# Goal
Output every line of the rows below as a Markdown table with the columns Line No. and Text, leaving out blank lines and the pictures.

-- begin --

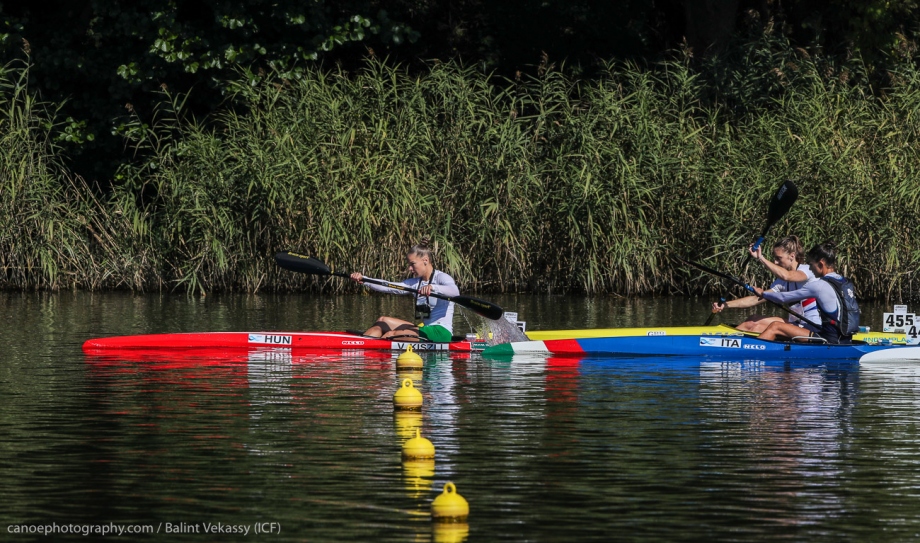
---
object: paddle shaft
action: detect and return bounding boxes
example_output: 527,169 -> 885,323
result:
678,257 -> 821,328
704,179 -> 799,326
275,252 -> 505,321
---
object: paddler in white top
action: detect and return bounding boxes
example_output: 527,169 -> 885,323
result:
754,241 -> 859,343
712,236 -> 821,334
351,241 -> 460,343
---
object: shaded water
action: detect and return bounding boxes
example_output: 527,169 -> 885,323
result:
0,293 -> 920,541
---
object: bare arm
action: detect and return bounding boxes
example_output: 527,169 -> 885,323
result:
748,247 -> 808,283
712,296 -> 764,313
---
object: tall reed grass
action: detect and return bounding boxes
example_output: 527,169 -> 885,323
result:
2,39 -> 920,300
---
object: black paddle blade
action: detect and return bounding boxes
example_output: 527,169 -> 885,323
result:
275,251 -> 332,275
449,295 -> 505,321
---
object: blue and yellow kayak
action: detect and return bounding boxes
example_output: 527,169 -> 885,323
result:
483,330 -> 906,360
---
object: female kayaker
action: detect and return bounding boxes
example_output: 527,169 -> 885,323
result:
351,241 -> 460,342
755,242 -> 858,343
712,236 -> 821,334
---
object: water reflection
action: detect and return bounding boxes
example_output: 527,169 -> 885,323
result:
0,294 -> 920,542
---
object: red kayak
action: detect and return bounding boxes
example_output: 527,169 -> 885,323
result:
83,332 -> 486,354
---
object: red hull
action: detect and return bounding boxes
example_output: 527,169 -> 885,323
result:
83,332 -> 484,354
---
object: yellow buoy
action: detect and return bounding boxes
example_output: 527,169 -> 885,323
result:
403,458 -> 434,498
396,345 -> 423,370
393,409 -> 423,441
393,379 -> 422,409
396,368 -> 422,383
403,428 -> 434,458
431,522 -> 470,543
431,482 -> 470,522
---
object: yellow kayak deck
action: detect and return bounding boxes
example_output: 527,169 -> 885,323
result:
527,324 -> 905,343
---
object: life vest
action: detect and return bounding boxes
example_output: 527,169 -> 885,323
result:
818,276 -> 860,339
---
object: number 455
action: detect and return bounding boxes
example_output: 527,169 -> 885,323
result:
885,313 -> 914,328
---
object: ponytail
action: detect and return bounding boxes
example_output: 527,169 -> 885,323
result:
773,236 -> 805,264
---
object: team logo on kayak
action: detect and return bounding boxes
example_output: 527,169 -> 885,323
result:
700,337 -> 741,349
249,334 -> 293,345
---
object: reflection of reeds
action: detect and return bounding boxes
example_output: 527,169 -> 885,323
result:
2,56 -> 920,299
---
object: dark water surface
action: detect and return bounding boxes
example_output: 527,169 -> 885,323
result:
0,293 -> 920,542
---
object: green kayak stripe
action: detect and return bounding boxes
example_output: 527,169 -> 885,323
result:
482,343 -> 514,355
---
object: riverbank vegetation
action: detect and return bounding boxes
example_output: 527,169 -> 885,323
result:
0,37 -> 920,301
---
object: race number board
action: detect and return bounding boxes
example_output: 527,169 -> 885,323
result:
882,305 -> 920,344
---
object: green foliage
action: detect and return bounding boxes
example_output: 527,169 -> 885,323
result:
0,43 -> 920,301
100,53 -> 920,298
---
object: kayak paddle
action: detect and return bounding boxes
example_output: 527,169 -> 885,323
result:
676,256 -> 821,328
703,179 -> 799,326
275,251 -> 505,321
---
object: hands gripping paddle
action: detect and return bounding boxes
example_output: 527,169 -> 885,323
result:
275,251 -> 505,321
741,179 -> 799,269
703,179 -> 799,326
676,257 -> 821,328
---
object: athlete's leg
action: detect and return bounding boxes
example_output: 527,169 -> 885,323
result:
382,319 -> 418,341
735,315 -> 783,334
364,317 -> 414,337
760,322 -> 811,339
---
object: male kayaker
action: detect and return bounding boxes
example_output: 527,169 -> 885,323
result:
712,236 -> 821,333
351,240 -> 460,343
754,242 -> 859,343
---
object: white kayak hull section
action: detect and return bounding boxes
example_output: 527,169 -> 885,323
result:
859,347 -> 920,364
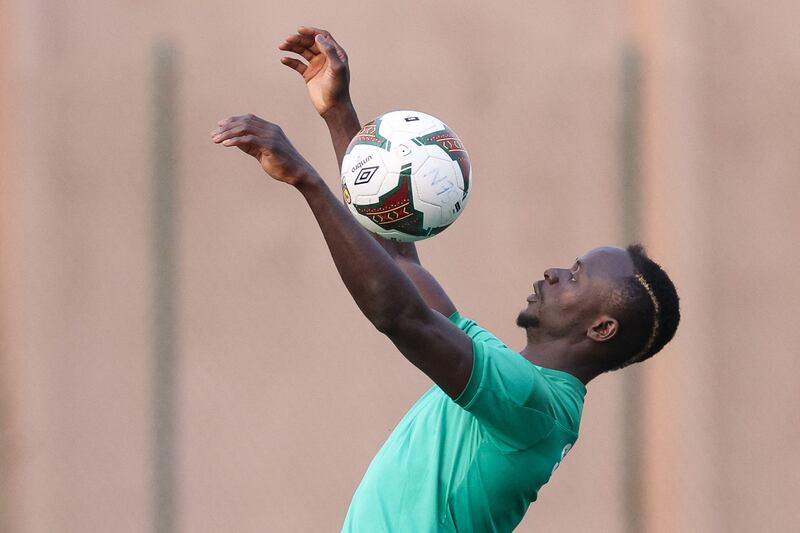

-- end --

# Answer to this task
| Line No. | Text |
|---|---|
| 1 | --- |
| 2 | object: paddle shaft |
| 3 | action: detect and return bounding boxes |
| 4 | example_output: 527,169 -> 885,323 |
| 5 | result: |
| 6 | 678,257 -> 821,328 |
| 7 | 704,179 -> 799,326 |
| 8 | 275,252 -> 505,321 |
| 9 | --- |
| 10 | object: paddler in white top |
| 11 | action: detect and return bounding boxes |
| 12 | example_output: 527,169 -> 885,323 |
| 13 | result: |
| 14 | 754,241 -> 859,343 |
| 15 | 712,236 -> 821,334 |
| 16 | 351,241 -> 460,343 |
| 17 | --- |
| 18 | object: shaded water |
| 19 | action: detect and return bounding boxes |
| 20 | example_output: 527,169 -> 885,323 |
| 21 | result: |
| 22 | 0,293 -> 920,541 |
| 23 | --- |
| 24 | object: bare arm |
| 25 | action: detect and return bounding boxes |
| 26 | example_output: 527,169 -> 885,323 |
| 27 | result: |
| 28 | 748,247 -> 808,283 |
| 29 | 712,296 -> 764,313 |
| 30 | --- |
| 31 | object: tall reed grass |
| 32 | action: detect and return bounding boxes |
| 33 | example_output: 527,169 -> 885,323 |
| 34 | result: |
| 35 | 2,39 -> 920,300 |
| 36 | --- |
| 37 | object: black paddle blade |
| 38 | action: detect and return bounding boxes |
| 39 | example_output: 527,169 -> 885,323 |
| 40 | result: |
| 41 | 275,251 -> 332,275 |
| 42 | 449,295 -> 505,321 |
| 43 | --- |
| 44 | object: blue and yellow kayak |
| 45 | action: detect and return bounding boxes |
| 46 | example_output: 527,169 -> 885,323 |
| 47 | result: |
| 48 | 483,330 -> 906,360 |
| 49 | --- |
| 50 | object: female kayaker |
| 51 | action: detect and return bounding boxes |
| 52 | example_output: 527,169 -> 885,323 |
| 53 | result: |
| 54 | 351,241 -> 460,342 |
| 55 | 755,242 -> 858,343 |
| 56 | 712,236 -> 821,334 |
| 57 | --- |
| 58 | object: water reflection |
| 59 | action: detect and return bounding boxes |
| 60 | example_output: 527,169 -> 885,323 |
| 61 | result: |
| 62 | 0,294 -> 920,542 |
| 63 | --- |
| 64 | object: red kayak |
| 65 | action: detect and return bounding boxes |
| 66 | example_output: 527,169 -> 885,323 |
| 67 | result: |
| 68 | 83,332 -> 486,354 |
| 69 | --- |
| 70 | object: red hull |
| 71 | action: detect and return bounding boxes |
| 72 | example_output: 527,169 -> 885,323 |
| 73 | result: |
| 74 | 83,332 -> 484,354 |
| 75 | --- |
| 76 | object: yellow buoy |
| 77 | action: detect and return bounding boxes |
| 78 | example_output: 527,169 -> 885,323 |
| 79 | result: |
| 80 | 403,458 -> 434,498 |
| 81 | 396,345 -> 423,370 |
| 82 | 393,409 -> 423,441 |
| 83 | 393,379 -> 422,409 |
| 84 | 396,368 -> 422,383 |
| 85 | 403,428 -> 434,458 |
| 86 | 431,522 -> 470,543 |
| 87 | 431,482 -> 470,522 |
| 88 | --- |
| 89 | object: yellow kayak deck |
| 90 | action: detect and return bounding boxes |
| 91 | example_output: 527,169 -> 885,323 |
| 92 | result: |
| 93 | 527,324 -> 905,343 |
| 94 | --- |
| 95 | object: life vest |
| 96 | action: detect and return bounding boxes |
| 97 | example_output: 527,169 -> 885,323 |
| 98 | result: |
| 99 | 818,276 -> 860,339 |
| 100 | --- |
| 101 | object: number 455 |
| 102 | action: detect and return bounding boxes |
| 103 | example_output: 527,169 -> 885,323 |
| 104 | result: |
| 105 | 885,313 -> 914,328 |
| 106 | --- |
| 107 | object: ponytail |
| 108 | action: detect and return bounding boxes |
| 109 | example_output: 527,169 -> 885,323 |
| 110 | result: |
| 111 | 773,236 -> 805,264 |
| 112 | --- |
| 113 | object: team logo on kayak |
| 114 | action: detect and return bounding boxes |
| 115 | example_output: 527,169 -> 885,323 |
| 116 | result: |
| 117 | 700,337 -> 741,349 |
| 118 | 249,334 -> 293,345 |
| 119 | --- |
| 120 | object: reflection of reeds |
| 121 | action: detect and return bounding boxes |
| 122 | example_output: 527,169 -> 885,323 |
| 123 | result: |
| 124 | 2,56 -> 920,299 |
| 125 | --- |
| 126 | object: dark water surface |
| 127 | action: detect and return bounding boxes |
| 128 | example_output: 527,169 -> 885,323 |
| 129 | result: |
| 130 | 0,293 -> 920,542 |
| 131 | --- |
| 132 | object: green kayak stripe |
| 133 | action: detect and return bounding boxes |
| 134 | example_output: 527,169 -> 885,323 |
| 135 | result: |
| 136 | 482,343 -> 514,355 |
| 137 | --- |
| 138 | object: riverbank vegetation |
| 139 | action: detect and return bounding boxes |
| 140 | example_output: 527,169 -> 885,323 |
| 141 | result: |
| 142 | 0,37 -> 920,301 |
| 143 | --- |
| 144 | object: race number board |
| 145 | action: detect and return bounding boxes |
| 146 | example_output: 527,169 -> 885,323 |
| 147 | result: |
| 148 | 882,305 -> 920,344 |
| 149 | --- |
| 150 | object: green foliage |
| 151 | action: detect and return bounding boxes |
| 152 | example_output: 527,169 -> 885,323 |
| 153 | result: |
| 154 | 0,43 -> 920,301 |
| 155 | 100,53 -> 920,298 |
| 156 | --- |
| 157 | object: kayak paddle |
| 158 | action: detect and return bounding boxes |
| 159 | example_output: 527,169 -> 885,323 |
| 160 | result: |
| 161 | 676,256 -> 821,328 |
| 162 | 703,179 -> 799,326 |
| 163 | 275,251 -> 505,321 |
| 164 | --- |
| 165 | object: hands gripping paddle |
| 166 | action: detect and return bounding boxes |
| 167 | example_output: 527,169 -> 885,323 |
| 168 | result: |
| 169 | 275,251 -> 505,321 |
| 170 | 741,179 -> 799,269 |
| 171 | 703,179 -> 799,326 |
| 172 | 676,257 -> 821,328 |
| 173 | --- |
| 174 | object: athlete's leg |
| 175 | action: detect and return bounding boxes |
| 176 | example_output: 527,169 -> 885,323 |
| 177 | result: |
| 178 | 382,319 -> 418,341 |
| 179 | 735,315 -> 783,334 |
| 180 | 364,317 -> 414,337 |
| 181 | 760,322 -> 811,339 |
| 182 | --- |
| 183 | object: male kayaker |
| 184 | action: detect and return bounding boxes |
| 185 | example_output: 527,169 -> 885,323 |
| 186 | result: |
| 187 | 712,236 -> 821,333 |
| 188 | 351,240 -> 460,343 |
| 189 | 754,242 -> 859,343 |
| 190 | --- |
| 191 | object: white kayak hull section |
| 192 | action: detect and return bounding boxes |
| 193 | example_output: 527,169 -> 885,323 |
| 194 | result: |
| 195 | 859,347 -> 920,364 |